[Task brief]: Convert every line of the rows below into a JSON list of strings, one string per line, omitting blank lines and leaving the pictures out of the answer.

[Stored data]:
*****

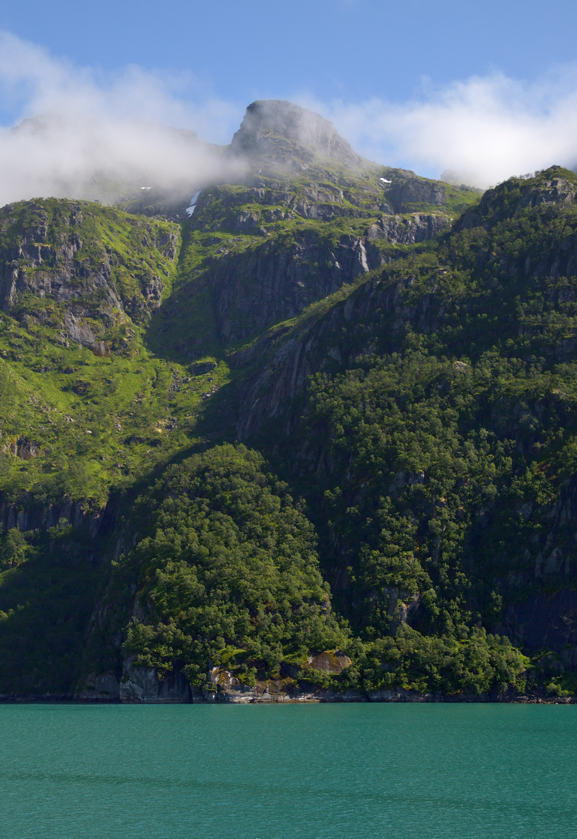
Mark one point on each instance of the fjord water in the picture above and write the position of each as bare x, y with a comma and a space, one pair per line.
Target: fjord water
313, 771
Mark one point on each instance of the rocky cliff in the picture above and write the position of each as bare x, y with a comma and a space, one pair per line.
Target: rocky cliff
316, 441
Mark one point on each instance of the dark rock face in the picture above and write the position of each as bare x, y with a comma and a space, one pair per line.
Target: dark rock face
408, 231
413, 191
268, 125
267, 394
543, 620
270, 283
48, 263
142, 685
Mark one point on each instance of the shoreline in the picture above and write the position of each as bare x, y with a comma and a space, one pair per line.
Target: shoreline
322, 696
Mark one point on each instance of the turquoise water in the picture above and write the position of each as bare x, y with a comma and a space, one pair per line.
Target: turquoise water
314, 771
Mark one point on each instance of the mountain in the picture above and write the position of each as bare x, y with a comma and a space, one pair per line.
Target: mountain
313, 438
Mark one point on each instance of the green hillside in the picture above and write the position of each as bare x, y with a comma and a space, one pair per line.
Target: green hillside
322, 433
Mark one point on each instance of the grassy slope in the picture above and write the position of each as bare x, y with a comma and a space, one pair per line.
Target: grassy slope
105, 424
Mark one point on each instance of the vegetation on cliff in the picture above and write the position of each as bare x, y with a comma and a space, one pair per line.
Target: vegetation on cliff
407, 396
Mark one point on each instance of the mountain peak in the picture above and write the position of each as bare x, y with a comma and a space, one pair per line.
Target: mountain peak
282, 130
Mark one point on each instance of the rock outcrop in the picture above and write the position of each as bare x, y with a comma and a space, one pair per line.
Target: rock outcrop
290, 136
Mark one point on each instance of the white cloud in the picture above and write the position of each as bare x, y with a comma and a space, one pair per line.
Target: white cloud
115, 127
487, 128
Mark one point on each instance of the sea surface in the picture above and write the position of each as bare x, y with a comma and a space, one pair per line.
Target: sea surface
278, 772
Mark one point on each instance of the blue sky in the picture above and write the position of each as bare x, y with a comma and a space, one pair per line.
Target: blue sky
488, 89
331, 48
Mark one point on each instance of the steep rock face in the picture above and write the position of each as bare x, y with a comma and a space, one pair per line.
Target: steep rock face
75, 262
143, 685
399, 230
544, 621
267, 394
271, 283
414, 190
270, 129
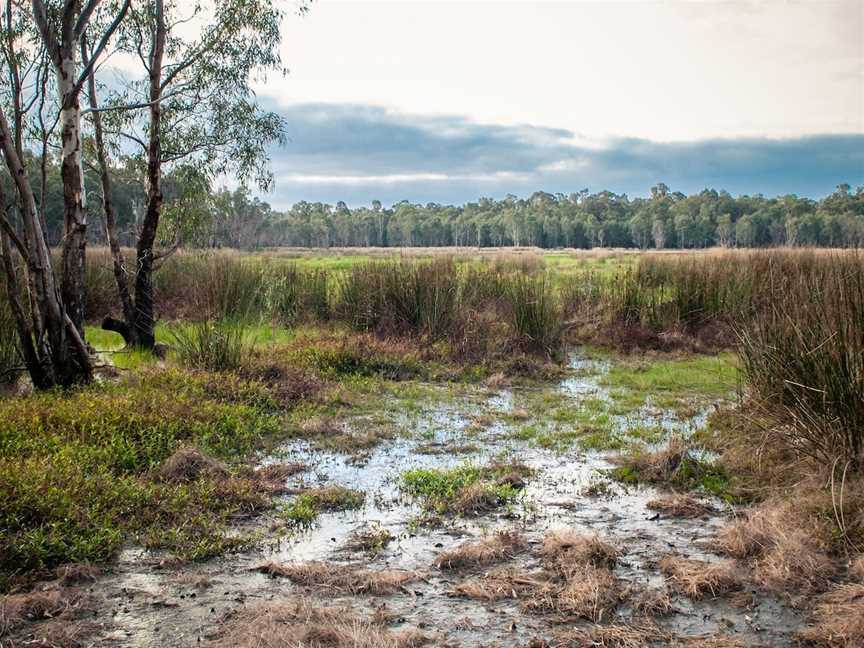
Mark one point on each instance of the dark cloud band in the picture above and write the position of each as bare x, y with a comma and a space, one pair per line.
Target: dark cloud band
359, 153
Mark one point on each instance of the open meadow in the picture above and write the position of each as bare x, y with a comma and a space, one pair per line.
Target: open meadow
449, 448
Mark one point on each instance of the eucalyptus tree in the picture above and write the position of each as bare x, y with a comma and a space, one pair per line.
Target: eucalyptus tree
42, 41
192, 105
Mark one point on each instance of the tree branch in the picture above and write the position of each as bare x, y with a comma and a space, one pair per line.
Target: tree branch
103, 43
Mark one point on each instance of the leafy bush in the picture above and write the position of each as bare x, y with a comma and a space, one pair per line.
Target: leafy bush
77, 469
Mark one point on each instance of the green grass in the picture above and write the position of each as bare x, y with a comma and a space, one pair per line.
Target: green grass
671, 384
462, 490
77, 468
306, 507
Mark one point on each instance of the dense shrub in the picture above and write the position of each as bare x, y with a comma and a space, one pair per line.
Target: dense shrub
75, 467
803, 355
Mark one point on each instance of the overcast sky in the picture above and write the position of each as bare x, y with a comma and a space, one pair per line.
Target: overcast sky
447, 102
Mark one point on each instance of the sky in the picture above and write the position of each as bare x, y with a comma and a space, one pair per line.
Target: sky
450, 101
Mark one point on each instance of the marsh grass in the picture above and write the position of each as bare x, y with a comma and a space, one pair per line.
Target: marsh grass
804, 360
212, 345
466, 489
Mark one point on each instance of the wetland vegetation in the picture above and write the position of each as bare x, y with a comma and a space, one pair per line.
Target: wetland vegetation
607, 450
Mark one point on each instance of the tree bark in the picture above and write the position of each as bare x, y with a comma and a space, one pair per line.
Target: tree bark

*****

[Solution for this exercise]:
[
  "Mark one point on each instance of the fjord water in the picture above and write the position of each as bare x, y with a comma and a space, one pair per line.",
  "Target: fjord water",
  "313, 771",
  "Mark one point on each instance of the rocky cliff in the picture above and write the position of each as bare x, y with a comma and a space, one pair per line.",
  "Target: rocky cliff",
  "316, 441",
  "Mark one point on each instance of the dark rock face in the picture above and write the position of each as bare x, y with a comma and a space, one pair per line.",
  "Target: dark rock face",
  "408, 231",
  "413, 191",
  "268, 125",
  "267, 394",
  "543, 620",
  "270, 283",
  "48, 263",
  "142, 685",
  "Mark one point on each instance of the shoreline in the picture above and write the position of each as bare x, y with a comma and a space, one pair per line.",
  "Target: shoreline",
  "322, 696",
  "Mark one point on each instance of the turquoise water in the picture above and write the position of each as bare x, y with a comma and a space, one pair per line.",
  "Target: turquoise water",
  "314, 771",
  "Mark one point on each instance of the mountain in the picture above and write the position of each as bare x, y with a comma and a space, one pair per line.",
  "Target: mountain",
  "313, 438",
  "Mark one point on each instance of the green hillside in the picture above and write the position of each as bare x, y with a comma and a space, one pair per line.",
  "Target: green hillside",
  "322, 433",
  "Mark one point on each instance of the grassy slope in the picture above and write the position of each as bare x, y with a comma and a space, one pair per line.",
  "Target: grassy slope",
  "105, 424",
  "Mark one point on each instance of the vegetation on cliff in the picture above and write the position of each as bare x, y with a comma and a space, one pair per line.",
  "Target: vegetation on cliff",
  "407, 396",
  "Mark one point on each instance of the mountain peak in the picture above and write the position of each as bare x, y with a comma and a space, one pair per line.",
  "Target: mountain peak",
  "282, 130",
  "Mark one point on each instance of the rock outcrop in the picture above and write the position of each as bare x, y with a comma and a space, one pair per line.",
  "Target: rock outcrop",
  "290, 136",
  "Mark one point on each instance of the white cloud in the picture above and write the position of each as bare x, y with a comma and a space, one pair per line.",
  "Target: white cloud",
  "115, 127",
  "487, 128",
  "Mark one point on each instance of the sea surface in the picture above and write the position of each as bare x, y with a comma and a space, one pair per line.",
  "Target: sea surface",
  "278, 772",
  "Mark one point on each instance of the blue sky in the picture above and write the position of each as bare x, y with a comma and a space, one pair per line.",
  "Target: blue sky",
  "488, 89",
  "331, 48",
  "Mark one point on each instance of the steep rock face in the picture above and write the position of each as bare x, y with a comma and a space, one pair per line.",
  "Target: steep rock face",
  "75, 262",
  "143, 685",
  "399, 230",
  "544, 621",
  "267, 394",
  "271, 283",
  "414, 190",
  "270, 129",
  "Mark one point on each instance of the dark cloud band in the picture above and write the position of each as bare x, y with a comma and a space, one pair per line.",
  "Target: dark cloud band",
  "359, 153",
  "Mark one point on each instance of the open meadow in the picture above and write the position of each as bare x, y with a comma and a space, one pair per line.",
  "Target: open meadow",
  "449, 448",
  "Mark one point on each instance of the eucalyptus tree in the picture above and write the position of each as bare x, y with a comma and a space, one pair per line.",
  "Target: eucalyptus tree",
  "42, 41",
  "192, 105",
  "Mark one point on each instance of the tree branch in the picture above and write the position of each as bare x, y with a comma and a space, one pair per line.",
  "Target: tree branch",
  "103, 43",
  "Mark one point on each instance of the leafy bush in the picture above and write the position of each as bare x, y with a comma and a space, one pair per line.",
  "Target: leafy bush",
  "77, 469",
  "Mark one point on each instance of the green grass in the picture above and write the position of each as bare x, y with a comma and a space, one pair per line.",
  "Target: green grass",
  "671, 384",
  "462, 490",
  "77, 468",
  "306, 507",
  "Mark one point on each instance of the dense shrub in the picture above and write the position of each as bare x, y with a comma and a space, one pair per line.",
  "Target: dense shrub",
  "75, 467",
  "803, 355",
  "Mark one point on each instance of the overcast sky in the picture above and write the position of each as bare x, y with a comma and a space, one pair per line.",
  "Target: overcast sky",
  "447, 102",
  "Mark one point on each instance of the sky in the picture above and write the position of each as bare x, y with a comma and a space, one pair per line.",
  "Target: sky",
  "450, 101",
  "Mark one point on each instance of the marsh grass in the picture above and write the position of each as bare x, y with a comma and a space, one pair per line.",
  "Target: marsh grass",
  "804, 360",
  "212, 345",
  "466, 489",
  "Mark one point on each instance of the wetland vegetation in the picture above and write the position of each as bare x, y with a comma and a space, one pair per line.",
  "Target: wetland vegetation",
  "607, 450",
  "Mark one point on each instance of the tree bark in the picture above and write the position of each as bare x, y with a comma and a space, one pair per line.",
  "Target: tree bark"
]